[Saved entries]
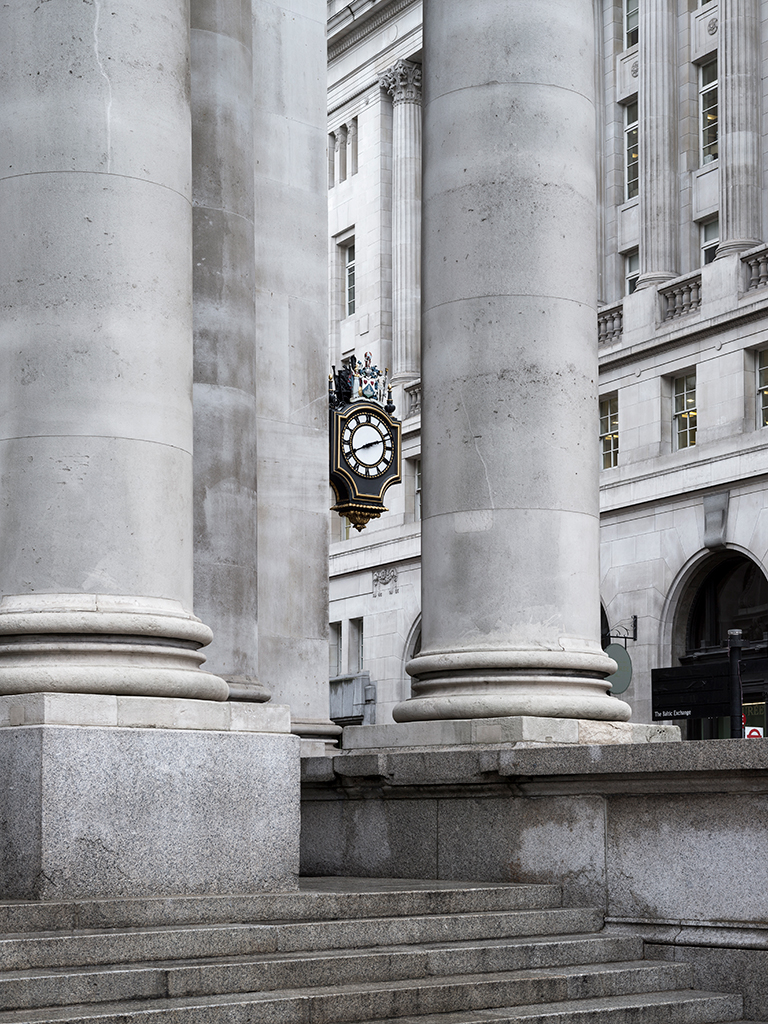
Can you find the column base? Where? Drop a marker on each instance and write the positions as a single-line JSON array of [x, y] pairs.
[[102, 643], [520, 731], [128, 797], [539, 683], [735, 246], [247, 689]]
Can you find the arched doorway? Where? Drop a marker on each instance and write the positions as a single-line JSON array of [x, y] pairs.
[[728, 592]]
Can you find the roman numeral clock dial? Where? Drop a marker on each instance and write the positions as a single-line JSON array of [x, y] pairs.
[[365, 440], [367, 445]]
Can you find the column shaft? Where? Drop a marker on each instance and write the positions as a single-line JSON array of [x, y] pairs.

EXERCISE BRIEF: Copy out every item above word for word, omitting the pictures.

SOLUTION:
Can you find the column base? Where? Drop a marker on each instance and write the positions as a single-line JSON array of [x, y] pairs.
[[102, 643], [520, 731], [128, 797], [539, 683], [735, 246], [247, 689]]
Can you find the arched doorway? Where? Drop a marker on each instance and write the positions as a single-line JSON array of [x, y] pairs.
[[728, 592]]
Can you find the roman numeral clock dial? Where? Drop a marker on each instance and write the positions as a single-line JSON array of [x, y] pairs.
[[365, 440], [367, 445]]
Can you find the column shaft? Where? Drop a marker on each instance and write the positions as a single-line JSON array of [x, y] pairs.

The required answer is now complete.